» **What the task asks**
From the line with "the dog's hind" through the line with "the tan puppy", inclusive, return each line of the data below exactly and leave the rest out.

» **Records for the task**
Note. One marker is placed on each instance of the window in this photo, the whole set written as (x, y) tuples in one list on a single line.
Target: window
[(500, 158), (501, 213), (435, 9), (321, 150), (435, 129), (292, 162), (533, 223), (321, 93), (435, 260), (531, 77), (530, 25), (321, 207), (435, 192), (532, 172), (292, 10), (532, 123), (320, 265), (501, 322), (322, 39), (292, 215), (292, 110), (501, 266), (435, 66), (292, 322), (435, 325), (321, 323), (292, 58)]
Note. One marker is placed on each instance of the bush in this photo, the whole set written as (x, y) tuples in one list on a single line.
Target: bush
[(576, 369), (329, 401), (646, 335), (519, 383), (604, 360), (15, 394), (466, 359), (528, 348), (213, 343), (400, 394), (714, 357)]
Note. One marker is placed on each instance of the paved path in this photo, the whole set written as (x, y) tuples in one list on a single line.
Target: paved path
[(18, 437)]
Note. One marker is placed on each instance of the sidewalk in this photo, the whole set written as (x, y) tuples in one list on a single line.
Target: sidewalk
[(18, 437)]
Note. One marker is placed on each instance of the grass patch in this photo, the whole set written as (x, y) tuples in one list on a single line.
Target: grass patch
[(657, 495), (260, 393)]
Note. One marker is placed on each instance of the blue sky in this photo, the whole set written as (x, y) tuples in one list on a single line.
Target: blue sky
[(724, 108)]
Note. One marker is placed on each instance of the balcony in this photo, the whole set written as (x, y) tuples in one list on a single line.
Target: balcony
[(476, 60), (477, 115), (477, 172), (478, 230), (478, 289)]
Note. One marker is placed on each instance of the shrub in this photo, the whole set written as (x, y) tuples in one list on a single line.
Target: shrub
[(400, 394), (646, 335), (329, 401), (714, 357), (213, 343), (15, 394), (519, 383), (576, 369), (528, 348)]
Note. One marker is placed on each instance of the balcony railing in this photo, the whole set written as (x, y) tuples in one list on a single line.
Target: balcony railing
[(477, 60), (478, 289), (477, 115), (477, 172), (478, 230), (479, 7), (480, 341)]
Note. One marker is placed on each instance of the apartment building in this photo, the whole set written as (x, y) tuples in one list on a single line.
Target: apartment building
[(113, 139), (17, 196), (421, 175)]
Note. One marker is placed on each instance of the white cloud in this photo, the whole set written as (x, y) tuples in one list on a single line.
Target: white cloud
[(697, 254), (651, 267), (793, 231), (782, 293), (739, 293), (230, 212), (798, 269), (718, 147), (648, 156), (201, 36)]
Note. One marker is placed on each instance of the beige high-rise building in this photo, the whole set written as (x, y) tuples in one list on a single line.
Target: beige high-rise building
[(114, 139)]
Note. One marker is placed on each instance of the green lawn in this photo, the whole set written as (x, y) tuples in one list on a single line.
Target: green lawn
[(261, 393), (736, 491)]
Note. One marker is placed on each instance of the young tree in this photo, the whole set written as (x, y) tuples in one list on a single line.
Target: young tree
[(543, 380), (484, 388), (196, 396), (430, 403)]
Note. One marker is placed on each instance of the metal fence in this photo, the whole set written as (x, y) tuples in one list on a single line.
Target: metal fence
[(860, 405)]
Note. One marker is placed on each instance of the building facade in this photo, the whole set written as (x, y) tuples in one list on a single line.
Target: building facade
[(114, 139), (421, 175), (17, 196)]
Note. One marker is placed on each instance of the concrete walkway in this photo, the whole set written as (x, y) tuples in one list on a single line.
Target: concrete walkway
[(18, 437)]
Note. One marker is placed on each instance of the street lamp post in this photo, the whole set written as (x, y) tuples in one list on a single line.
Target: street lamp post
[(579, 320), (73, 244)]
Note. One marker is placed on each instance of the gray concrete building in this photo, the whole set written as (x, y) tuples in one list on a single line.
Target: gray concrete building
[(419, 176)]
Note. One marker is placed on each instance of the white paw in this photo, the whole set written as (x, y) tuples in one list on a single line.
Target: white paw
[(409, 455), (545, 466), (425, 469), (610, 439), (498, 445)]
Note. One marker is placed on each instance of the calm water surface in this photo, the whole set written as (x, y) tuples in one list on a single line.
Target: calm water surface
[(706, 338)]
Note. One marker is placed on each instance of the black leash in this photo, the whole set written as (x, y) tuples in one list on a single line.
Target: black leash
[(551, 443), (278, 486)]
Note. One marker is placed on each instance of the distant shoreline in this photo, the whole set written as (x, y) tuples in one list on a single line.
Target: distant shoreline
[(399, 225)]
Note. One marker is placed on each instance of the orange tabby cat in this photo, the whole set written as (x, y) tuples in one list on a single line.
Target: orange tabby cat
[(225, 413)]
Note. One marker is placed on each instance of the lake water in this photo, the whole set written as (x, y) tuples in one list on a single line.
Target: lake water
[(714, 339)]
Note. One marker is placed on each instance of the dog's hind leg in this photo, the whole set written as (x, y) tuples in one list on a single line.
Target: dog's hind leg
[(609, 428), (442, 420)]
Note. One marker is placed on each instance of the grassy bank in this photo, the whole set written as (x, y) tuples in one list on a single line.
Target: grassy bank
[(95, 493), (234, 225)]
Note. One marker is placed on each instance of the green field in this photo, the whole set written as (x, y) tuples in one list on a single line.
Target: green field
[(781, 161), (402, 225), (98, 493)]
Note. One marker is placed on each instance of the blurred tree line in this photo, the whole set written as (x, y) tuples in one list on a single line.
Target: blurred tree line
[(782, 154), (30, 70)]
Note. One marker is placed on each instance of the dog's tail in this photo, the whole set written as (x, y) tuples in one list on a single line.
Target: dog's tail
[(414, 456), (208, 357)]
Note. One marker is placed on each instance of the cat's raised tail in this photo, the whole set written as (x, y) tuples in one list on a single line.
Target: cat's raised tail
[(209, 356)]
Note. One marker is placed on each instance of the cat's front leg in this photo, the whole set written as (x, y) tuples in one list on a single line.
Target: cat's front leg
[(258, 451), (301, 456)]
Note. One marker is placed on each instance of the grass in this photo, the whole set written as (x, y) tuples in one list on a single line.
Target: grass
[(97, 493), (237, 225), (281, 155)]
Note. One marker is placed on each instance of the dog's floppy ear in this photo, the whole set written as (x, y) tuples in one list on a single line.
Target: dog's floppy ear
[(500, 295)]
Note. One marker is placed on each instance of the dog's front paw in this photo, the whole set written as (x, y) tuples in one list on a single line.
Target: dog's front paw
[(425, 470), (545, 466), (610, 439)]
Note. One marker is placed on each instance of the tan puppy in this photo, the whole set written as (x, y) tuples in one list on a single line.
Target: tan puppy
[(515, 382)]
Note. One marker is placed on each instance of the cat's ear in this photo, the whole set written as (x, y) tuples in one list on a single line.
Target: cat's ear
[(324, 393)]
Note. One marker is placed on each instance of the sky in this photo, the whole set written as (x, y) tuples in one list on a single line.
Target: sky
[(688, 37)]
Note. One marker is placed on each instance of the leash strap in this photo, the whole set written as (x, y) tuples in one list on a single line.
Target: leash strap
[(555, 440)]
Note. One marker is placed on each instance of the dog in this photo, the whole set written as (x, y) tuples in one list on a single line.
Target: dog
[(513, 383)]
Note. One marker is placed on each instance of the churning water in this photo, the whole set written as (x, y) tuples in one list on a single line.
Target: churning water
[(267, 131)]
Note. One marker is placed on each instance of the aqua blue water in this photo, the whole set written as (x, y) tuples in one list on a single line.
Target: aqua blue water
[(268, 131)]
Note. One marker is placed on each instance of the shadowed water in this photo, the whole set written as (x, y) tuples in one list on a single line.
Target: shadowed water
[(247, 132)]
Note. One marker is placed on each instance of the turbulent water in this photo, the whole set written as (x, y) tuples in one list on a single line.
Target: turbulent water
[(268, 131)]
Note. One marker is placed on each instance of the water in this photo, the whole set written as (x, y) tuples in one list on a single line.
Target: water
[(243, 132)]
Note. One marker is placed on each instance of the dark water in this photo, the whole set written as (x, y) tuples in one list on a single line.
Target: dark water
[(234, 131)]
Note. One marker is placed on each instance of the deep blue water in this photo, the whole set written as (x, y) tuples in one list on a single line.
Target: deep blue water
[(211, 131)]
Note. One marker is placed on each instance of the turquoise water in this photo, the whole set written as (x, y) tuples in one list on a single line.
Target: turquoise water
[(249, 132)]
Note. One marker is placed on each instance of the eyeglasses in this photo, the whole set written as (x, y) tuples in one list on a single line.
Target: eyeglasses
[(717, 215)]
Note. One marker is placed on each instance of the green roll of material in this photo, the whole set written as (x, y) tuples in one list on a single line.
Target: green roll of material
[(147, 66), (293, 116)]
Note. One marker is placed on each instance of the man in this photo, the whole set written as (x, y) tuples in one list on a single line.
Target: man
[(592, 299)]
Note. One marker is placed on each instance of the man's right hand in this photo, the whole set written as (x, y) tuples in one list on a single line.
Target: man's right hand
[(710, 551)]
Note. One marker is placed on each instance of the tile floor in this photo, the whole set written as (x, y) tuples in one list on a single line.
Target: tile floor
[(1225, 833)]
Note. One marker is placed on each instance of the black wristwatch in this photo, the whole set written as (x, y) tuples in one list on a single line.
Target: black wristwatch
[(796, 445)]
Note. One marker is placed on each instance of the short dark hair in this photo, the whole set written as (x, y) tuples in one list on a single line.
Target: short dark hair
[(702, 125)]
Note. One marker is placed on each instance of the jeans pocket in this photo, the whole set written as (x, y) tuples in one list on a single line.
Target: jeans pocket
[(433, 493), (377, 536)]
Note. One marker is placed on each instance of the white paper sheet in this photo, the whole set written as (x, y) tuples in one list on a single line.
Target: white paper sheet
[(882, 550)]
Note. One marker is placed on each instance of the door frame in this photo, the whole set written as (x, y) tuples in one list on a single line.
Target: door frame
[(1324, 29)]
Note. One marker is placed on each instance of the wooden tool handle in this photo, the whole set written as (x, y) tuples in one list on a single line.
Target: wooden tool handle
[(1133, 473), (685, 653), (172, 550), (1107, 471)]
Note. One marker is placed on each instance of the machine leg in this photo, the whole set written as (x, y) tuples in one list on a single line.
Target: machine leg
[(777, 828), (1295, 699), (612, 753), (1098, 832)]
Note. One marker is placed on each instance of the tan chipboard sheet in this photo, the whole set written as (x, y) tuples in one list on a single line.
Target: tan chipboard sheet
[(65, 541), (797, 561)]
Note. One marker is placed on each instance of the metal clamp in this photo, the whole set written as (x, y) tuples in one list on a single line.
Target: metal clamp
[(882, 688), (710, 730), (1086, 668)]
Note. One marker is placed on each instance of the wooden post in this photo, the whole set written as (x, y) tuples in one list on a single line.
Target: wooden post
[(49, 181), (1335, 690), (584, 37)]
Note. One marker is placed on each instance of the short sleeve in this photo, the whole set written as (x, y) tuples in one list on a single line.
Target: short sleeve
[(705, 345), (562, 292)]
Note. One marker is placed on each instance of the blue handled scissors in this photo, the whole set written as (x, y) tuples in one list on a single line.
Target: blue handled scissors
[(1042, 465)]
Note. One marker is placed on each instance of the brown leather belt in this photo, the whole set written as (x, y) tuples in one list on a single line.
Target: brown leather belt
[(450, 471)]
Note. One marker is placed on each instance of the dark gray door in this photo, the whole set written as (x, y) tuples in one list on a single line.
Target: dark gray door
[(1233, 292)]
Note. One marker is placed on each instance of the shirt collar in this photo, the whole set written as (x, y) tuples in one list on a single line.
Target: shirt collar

» **Task solution**
Note. One marker is placed on each instance of the dog's hind leg in this photo, the whole set written as (x, y) tuples in one list on a single line.
Target: dog's hind leg
[(609, 428), (442, 420)]
Note. One marker is placed on each instance of the grassy bank in this photo, the whole set written as (x, y) tuples in one list on a single line.
Target: grassy bank
[(95, 493), (234, 225)]
Note. One marker is placed on each instance of the green field in this photo, the whole set written as (x, y) tuples in one list on a single line.
Target: green field
[(781, 161), (402, 225), (98, 493)]
Note. One marker is placed on each instance of the blurred tree line in this photo, the whole set written as (x, y) tuples in one list on a single line.
Target: blurred tree line
[(782, 154), (30, 70)]
Note. One marker is placed on each instance of the dog's tail in this photo, the whole set written as (x, y) tuples in one list on a single line.
Target: dog's tail
[(414, 456), (208, 357)]
Note. One marker is placed on each instance of the cat's raised tail in this photo, the whole set written as (x, y) tuples in one list on a single line.
Target: cat's raised tail
[(209, 356)]
Note. One marker is placed on each instance of the cat's front leg in this photo, the whole set written as (x, y) tuples in one list on a single line.
Target: cat's front leg
[(258, 451), (301, 456)]
Note. One marker is placed on each instance of the grass in this photo, the whole set written as (x, y) tuples in one list on a single line.
Target: grass
[(97, 493), (237, 225), (281, 155)]
Note. One marker is placed on each instance of the dog's floppy ear in this photo, the whole set written as (x, y) tuples in one list on a single line.
Target: dog's floppy ear
[(500, 295)]
Note. One marker is placed on each instance of the dog's front paw in this photo, the whole set written as (x, y) tuples in one list on a single line.
Target: dog's front paw
[(425, 470), (545, 466), (610, 439)]
Note. One marker is placed on each instance of the tan puppy in this photo, the whole set written as (x, y) tuples in one list on a single line.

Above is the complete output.